Top of Passage shown

March 24, 2023 | 14:36
Canadian Federal Budget Preview
The Federal government will table the FY23/24 budget on March 28th, setting out fiscal priorities for the years ahead. In the Fall Economic Statement, Ottawa estimated a $36.4 billion deficit for FY22/23 (1.3% of GDP) and a slightly smaller $30.6 billion shortfall for FY23/24. Those balances reflect a dramatic positive turn from the deep pandemic deficit that weighed in at almost 15% of GDP. Massive temporary spending measures have rolled off and, just as dramatically, the economic recovery and burst in inflation have lifted nominal GDP, incomes and tax revenues.
As it stands right now, there is probably some modest downside risk compared to the projections outlined in the Fall Economic Statement. While our current call for real GDP growth of 0.7% this year is consistent with Ottawa’s fall assumption, nominal growth is tracking slightly weaker, while interest rates are tracking somewhat higher (although the rate backdrop is changing rapidly heading into the budget). These impacts appear modest enough to keep the fiscal path close to what Ottawa laid out in the fall.

Bottom of Passage shown
Top of Supplied data

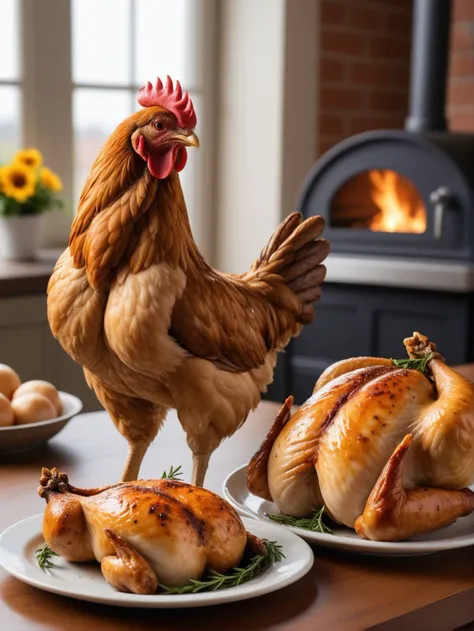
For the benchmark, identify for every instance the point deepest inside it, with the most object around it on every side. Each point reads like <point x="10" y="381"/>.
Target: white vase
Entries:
<point x="20" y="237"/>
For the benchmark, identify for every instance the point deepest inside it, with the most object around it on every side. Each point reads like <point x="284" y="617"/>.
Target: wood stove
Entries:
<point x="399" y="210"/>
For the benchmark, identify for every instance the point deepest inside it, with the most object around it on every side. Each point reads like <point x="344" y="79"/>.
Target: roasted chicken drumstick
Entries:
<point x="145" y="532"/>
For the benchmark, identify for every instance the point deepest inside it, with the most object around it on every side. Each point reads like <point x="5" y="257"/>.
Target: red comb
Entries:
<point x="170" y="98"/>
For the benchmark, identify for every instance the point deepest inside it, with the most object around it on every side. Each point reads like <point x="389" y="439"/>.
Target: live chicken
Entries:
<point x="153" y="325"/>
<point x="145" y="532"/>
<point x="387" y="450"/>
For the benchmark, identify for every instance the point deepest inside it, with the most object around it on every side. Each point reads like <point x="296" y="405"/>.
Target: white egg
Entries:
<point x="32" y="407"/>
<point x="6" y="412"/>
<point x="9" y="381"/>
<point x="41" y="387"/>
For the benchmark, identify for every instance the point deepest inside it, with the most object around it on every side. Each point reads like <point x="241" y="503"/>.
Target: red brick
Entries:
<point x="333" y="12"/>
<point x="366" y="18"/>
<point x="366" y="123"/>
<point x="325" y="144"/>
<point x="400" y="22"/>
<point x="462" y="65"/>
<point x="340" y="99"/>
<point x="463" y="10"/>
<point x="382" y="47"/>
<point x="461" y="121"/>
<point x="338" y="41"/>
<point x="388" y="101"/>
<point x="331" y="70"/>
<point x="462" y="37"/>
<point x="332" y="124"/>
<point x="461" y="93"/>
<point x="400" y="76"/>
<point x="369" y="73"/>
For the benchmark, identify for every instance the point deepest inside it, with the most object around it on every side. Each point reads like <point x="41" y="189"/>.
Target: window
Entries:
<point x="84" y="62"/>
<point x="111" y="64"/>
<point x="10" y="110"/>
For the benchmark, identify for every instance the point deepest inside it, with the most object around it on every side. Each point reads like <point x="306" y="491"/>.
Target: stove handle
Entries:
<point x="442" y="198"/>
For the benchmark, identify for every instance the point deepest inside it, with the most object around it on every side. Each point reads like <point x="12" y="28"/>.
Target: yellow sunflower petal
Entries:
<point x="18" y="182"/>
<point x="29" y="157"/>
<point x="50" y="180"/>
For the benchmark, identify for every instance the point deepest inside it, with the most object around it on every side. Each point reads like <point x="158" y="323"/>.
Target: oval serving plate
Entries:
<point x="84" y="581"/>
<point x="457" y="535"/>
<point x="19" y="438"/>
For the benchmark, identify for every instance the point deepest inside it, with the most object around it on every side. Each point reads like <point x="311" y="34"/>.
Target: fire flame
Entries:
<point x="398" y="210"/>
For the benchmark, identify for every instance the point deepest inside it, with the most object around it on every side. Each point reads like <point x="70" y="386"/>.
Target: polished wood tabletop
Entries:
<point x="342" y="592"/>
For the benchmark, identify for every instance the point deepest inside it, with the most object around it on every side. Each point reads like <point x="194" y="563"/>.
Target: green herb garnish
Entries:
<point x="234" y="577"/>
<point x="173" y="474"/>
<point x="314" y="523"/>
<point x="414" y="364"/>
<point x="43" y="557"/>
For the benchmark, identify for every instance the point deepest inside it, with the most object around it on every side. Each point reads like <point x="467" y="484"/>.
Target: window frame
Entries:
<point x="47" y="104"/>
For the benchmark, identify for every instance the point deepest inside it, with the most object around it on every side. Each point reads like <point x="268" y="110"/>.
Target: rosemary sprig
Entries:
<point x="314" y="523"/>
<point x="173" y="474"/>
<point x="236" y="576"/>
<point x="414" y="364"/>
<point x="43" y="557"/>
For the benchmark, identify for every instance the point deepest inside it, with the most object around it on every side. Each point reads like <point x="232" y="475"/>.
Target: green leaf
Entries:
<point x="414" y="364"/>
<point x="173" y="474"/>
<point x="43" y="557"/>
<point x="314" y="523"/>
<point x="234" y="577"/>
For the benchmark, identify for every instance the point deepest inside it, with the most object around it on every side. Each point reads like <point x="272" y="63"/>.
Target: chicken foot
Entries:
<point x="200" y="464"/>
<point x="128" y="571"/>
<point x="395" y="514"/>
<point x="136" y="453"/>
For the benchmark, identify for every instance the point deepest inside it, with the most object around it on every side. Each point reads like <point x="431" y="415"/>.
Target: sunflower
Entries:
<point x="29" y="157"/>
<point x="18" y="182"/>
<point x="50" y="180"/>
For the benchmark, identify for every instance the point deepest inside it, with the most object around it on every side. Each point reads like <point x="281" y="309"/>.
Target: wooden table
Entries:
<point x="342" y="592"/>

Bottom of Supplied data

▸ What you have to do: Reproduce the portion of the budget preview from "March 24, 2023" to "and tax revenues.", inclusive.

▸ Written answer:
March 24, 2023 | 14:36
Canadian Federal Budget Preview
The Federal government will table the FY23/24 budget on March 28th, setting out fiscal priorities for the years ahead. In the Fall Economic Statement, Ottawa estimated a $36.4 billion deficit for FY22/23 (1.3% of GDP) and a slightly smaller $30.6 billion shortfall for FY23/24. Those balances reflect a dramatic positive turn from the deep pandemic deficit that weighed in at almost 15% of GDP. Massive temporary spending measures have rolled off and, just as dramatically, the economic recovery and burst in inflation have lifted nominal GDP, incomes and tax revenues.